» EXERCISE OBJECTIVE
Find every row below that contains the word "black", and copy each of those rows in full.
[start of DATA SHOWN]
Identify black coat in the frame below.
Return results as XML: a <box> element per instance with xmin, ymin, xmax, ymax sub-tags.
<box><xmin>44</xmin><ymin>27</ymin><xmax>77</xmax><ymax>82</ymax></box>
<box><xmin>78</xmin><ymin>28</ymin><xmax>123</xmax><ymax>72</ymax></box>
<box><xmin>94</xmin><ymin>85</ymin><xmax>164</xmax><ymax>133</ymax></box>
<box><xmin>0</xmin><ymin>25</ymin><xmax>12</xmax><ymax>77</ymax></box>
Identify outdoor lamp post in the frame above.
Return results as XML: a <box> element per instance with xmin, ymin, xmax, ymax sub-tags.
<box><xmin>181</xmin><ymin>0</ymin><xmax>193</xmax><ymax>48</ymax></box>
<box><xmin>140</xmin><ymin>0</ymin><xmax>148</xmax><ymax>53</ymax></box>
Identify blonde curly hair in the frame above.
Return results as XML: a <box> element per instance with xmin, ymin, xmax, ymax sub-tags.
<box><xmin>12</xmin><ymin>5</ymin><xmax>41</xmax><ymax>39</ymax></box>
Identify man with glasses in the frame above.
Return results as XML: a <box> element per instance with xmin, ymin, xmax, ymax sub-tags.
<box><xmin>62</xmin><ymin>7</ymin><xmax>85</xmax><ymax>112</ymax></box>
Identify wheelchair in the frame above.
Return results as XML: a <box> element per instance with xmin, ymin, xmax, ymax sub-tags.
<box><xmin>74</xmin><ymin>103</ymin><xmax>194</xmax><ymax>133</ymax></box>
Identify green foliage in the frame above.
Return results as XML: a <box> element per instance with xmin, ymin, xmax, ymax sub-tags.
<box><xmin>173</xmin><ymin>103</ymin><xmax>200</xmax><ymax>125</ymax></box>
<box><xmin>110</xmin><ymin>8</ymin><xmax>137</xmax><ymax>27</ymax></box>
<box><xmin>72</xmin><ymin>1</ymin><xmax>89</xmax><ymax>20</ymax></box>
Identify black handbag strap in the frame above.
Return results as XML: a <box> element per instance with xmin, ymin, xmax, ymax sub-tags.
[end of DATA SHOWN]
» WRITTEN ANSWER
Identify black coat in the frame below.
Identify black handbag strap in the frame above.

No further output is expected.